Вопрос и впрямь был сформулирован чересчур лукаво: «Считаете ли вы необходимым сохранение СССР как обновленной федерации равноправных суверенных республик, в которых будут в полной мере гарантироваться права и свободы человека любой национальности?» Это напомнило вопрос, заданный героиней Фаины Раневской маленькой девочке в знаменитом фильме «Подкидыш»: «Скажи, ты хочешь, чтобы тебе оторвали голову, или поедем на дачу?»
Ссылку на мартовский референдум вряд ли стоит считать корректной: слишком двусмысленный, а точнее – бессмысленный, был вопрос, да и с самой его постановкой несколько запоздали – его время уже было упущено.
Отдельная история – позиция президента СССР в дни его форосского пленения и вокруг них. Не все там складывается в однозначную картину. Была и в этом некая двусмысленность.
Александр Руцкой, вице-президент Российской Федерации (1991–1993)
В сентябре 1991-го, когда уже все это закончилось, мне стало известно, что Государственный комитет по чрезвычайному положению формировался еще в марте, весной. Для меня лично это был шок. Получается, президент СССР просто подставил своих товарищей. Обсуждалось это дело в марте готовился закон о введении чрезвычайного положения. Потом происходят все эти события, появляется Государственный комитет по чрезвычайному положению, а Горбачев их просто подставляет, вот и все. (стр. 56)
Виктор Алкснис, народный депутат СССР (1989–1991)
…Что было в августе на даче у Горбачева? Я знаю, он решение действительно отказался принимать. Он боялся, сказал: «Я в отпуске, я больной. Ну, в общем, действуйте». И главное – как всегда, отсидеться. Гэкачеписты видят, что человек не принимает решения, но поддается влиянию. <…> Поэтому ему говорят: «Ладно, Михаил Сергеевич, мы отключаем тебе телефон, никого сюда не будем пускать». И поэтому, когда он строит из себя героя, который бросил им в лицо… Вы меня извините… (стр. 100)
Александр Руцкой, вице-президент Российской Федерации (1991–1993)
…Все это не что иное, как актерство… Когда человек арестован и у него, скажем образно, связаны руки, у него совершенно другое поведение. <…> Не было никакого ареста. <…> …Такой характер у человека – он просто самоустранился и смотрел со стороны, куда выведет кривая. Если побеждает ГКЧП, он на белом коне и начинает уже не перестройку, а закручивание гаек. Если ГКЧП проваливается… <…> …мученик. «Вот видите, что эти негодяи совершили? Это они. А я-то тут при чем?» Вот такими способами он все время пытался удержаться у власти. (стр. 58–59)
────────────────
- Задание
Повторите дословно часть текста о Горбачеве и ГКЧП от «Отдельная история –» до «депутат СССР (1989–1991)» включительно.
────────────────
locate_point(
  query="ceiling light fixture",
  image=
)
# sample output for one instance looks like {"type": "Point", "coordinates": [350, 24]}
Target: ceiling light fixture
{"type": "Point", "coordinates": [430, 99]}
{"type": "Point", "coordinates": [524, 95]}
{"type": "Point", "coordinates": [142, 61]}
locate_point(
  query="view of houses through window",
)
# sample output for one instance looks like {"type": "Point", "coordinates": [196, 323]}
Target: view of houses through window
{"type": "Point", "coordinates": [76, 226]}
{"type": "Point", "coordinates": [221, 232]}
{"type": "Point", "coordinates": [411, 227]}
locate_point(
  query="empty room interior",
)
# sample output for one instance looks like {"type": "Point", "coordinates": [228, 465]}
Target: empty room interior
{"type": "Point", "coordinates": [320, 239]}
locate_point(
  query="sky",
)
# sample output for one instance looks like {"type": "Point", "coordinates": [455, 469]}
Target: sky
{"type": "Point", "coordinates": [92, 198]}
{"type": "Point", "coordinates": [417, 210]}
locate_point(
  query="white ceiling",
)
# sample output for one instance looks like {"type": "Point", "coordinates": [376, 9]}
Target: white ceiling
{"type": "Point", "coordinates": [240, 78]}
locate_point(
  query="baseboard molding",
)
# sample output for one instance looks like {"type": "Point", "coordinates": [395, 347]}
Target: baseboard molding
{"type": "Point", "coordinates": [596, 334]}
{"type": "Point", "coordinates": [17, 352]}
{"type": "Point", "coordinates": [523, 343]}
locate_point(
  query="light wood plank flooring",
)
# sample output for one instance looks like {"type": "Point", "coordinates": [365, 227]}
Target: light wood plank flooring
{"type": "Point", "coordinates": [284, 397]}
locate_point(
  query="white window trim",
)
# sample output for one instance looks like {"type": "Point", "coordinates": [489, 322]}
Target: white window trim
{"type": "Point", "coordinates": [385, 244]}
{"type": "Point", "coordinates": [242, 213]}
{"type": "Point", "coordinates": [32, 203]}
────────────────
- Ответ
Отдельная история – позиция президента СССР в дни его форосского пленения и вокруг них. Не все там складывается в однозначную картину. Была и в этом некая двусмысленность.
Александр Руцкой, вице-президент Российской Федерации (1991–1993)
В сентябре 1991-го, когда уже все это закончилось, мне стало известно, что Государственный комитет по чрезвычайному положению формировался еще в марте, весной. Для меня лично это был шок. Получается, президент СССР просто подставил своих товарищей. Обсуждалось это дело в марте готовился закон о введении чрезвычайного положения. Потом происходят все эти события, появляется Государственный комитет по чрезвычайному положению, а Горбачев их просто подставляет, вот и все. (стр. 56)
Виктор Алкснис, народный депутат СССР (1989–1991)